**FRAGMENTO A REVISAR**:
------------

La actitud de colaboradores muy cercanos a Perón, como la de Juan Atilio Bramuglia, de negarse a presentar un hábeas corpus, habla de que todavía Evita no se había ganado su plena confianza. Bramuglia le explicó duramente por qué no presentaría el recurso:

A usted lo único que le interesa es irse a vivir con el coronel a otra parte y para eso apela a los hombres del movimiento, cuando lo que hay que hacer es retener a Perón y juntar a la gente para defenderlo, antes de dar esta batalla por perdida[174].

Evita le respondió con un saludo poco afectuoso para toda su familia, en especial para su madre. Años más tarde le haría pagar caro al futuro canciller de Perón aquella negativa.

Evita define así su participación en aquellas jornadas:

Poco tendría que decir de mí misma, y sí mucho, en cambio, de aquellos de los que hablo siempre, de los que fueron protagonistas del 17 de octubre, es decir, del pueblo y de Perón. A ellos va mi homenaje, y el homenaje diario de todos los peronistas, en todos los momentos de nuestra diaria existencia[175].

------------

**FILAS MOSTRADAS**:
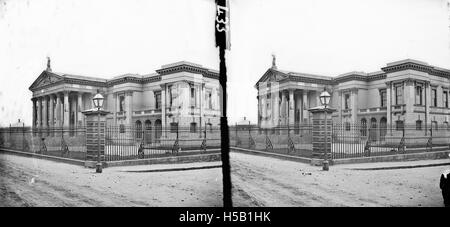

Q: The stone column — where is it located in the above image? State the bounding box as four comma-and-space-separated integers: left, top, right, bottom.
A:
55, 93, 62, 127
336, 91, 343, 122
125, 91, 133, 126
288, 89, 295, 125
112, 93, 117, 125
351, 88, 358, 123
403, 79, 416, 126
273, 89, 280, 126
259, 94, 267, 126
280, 91, 288, 125
42, 96, 48, 128
36, 97, 42, 128
302, 90, 309, 123
161, 84, 167, 137
256, 95, 261, 127
31, 98, 36, 128
199, 83, 206, 131
386, 82, 392, 136
77, 93, 83, 127
48, 95, 55, 128
425, 81, 431, 135
63, 92, 70, 129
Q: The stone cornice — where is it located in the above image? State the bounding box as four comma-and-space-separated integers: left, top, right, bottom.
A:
156, 64, 219, 79
29, 64, 214, 92
381, 62, 450, 78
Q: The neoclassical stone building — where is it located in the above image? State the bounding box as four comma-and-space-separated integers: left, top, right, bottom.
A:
255, 58, 450, 137
29, 61, 220, 137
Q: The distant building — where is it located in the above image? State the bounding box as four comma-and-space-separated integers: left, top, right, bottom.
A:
9, 119, 25, 128
29, 61, 220, 136
235, 117, 256, 130
255, 59, 450, 135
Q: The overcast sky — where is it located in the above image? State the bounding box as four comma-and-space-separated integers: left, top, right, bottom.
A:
0, 0, 450, 125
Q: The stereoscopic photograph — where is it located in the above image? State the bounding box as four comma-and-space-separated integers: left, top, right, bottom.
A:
0, 0, 450, 211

------------

**ACCIONES REQUERIDAS**:
**1.** Extrae del fragmento sobre Evita y el 17 de octubre la parte que empieza en "Evita define así" y termina en "nuestra diaria existencia[175].".
**2.** Según el fragmento sobre Evita y el 17 de octubre, ¿qué recurso se negó a presentar Juan Atilio Bramuglia?

**RESULTADOS DEL EJERCICIO**:
**1.**
Evita define así su participación en aquellas jornadas:

Poco tendría que decir de mí misma, y sí mucho, en cambio, de aquellos de los que hablo siempre, de los que fueron protagonistas del 17 de octubre, es decir, del pueblo y de Perón. A ellos va mi homenaje, y el homenaje diario de todos los peronistas, en todos los momentos de nuestra diaria existencia[175].

**2.** Un hábeas corpus.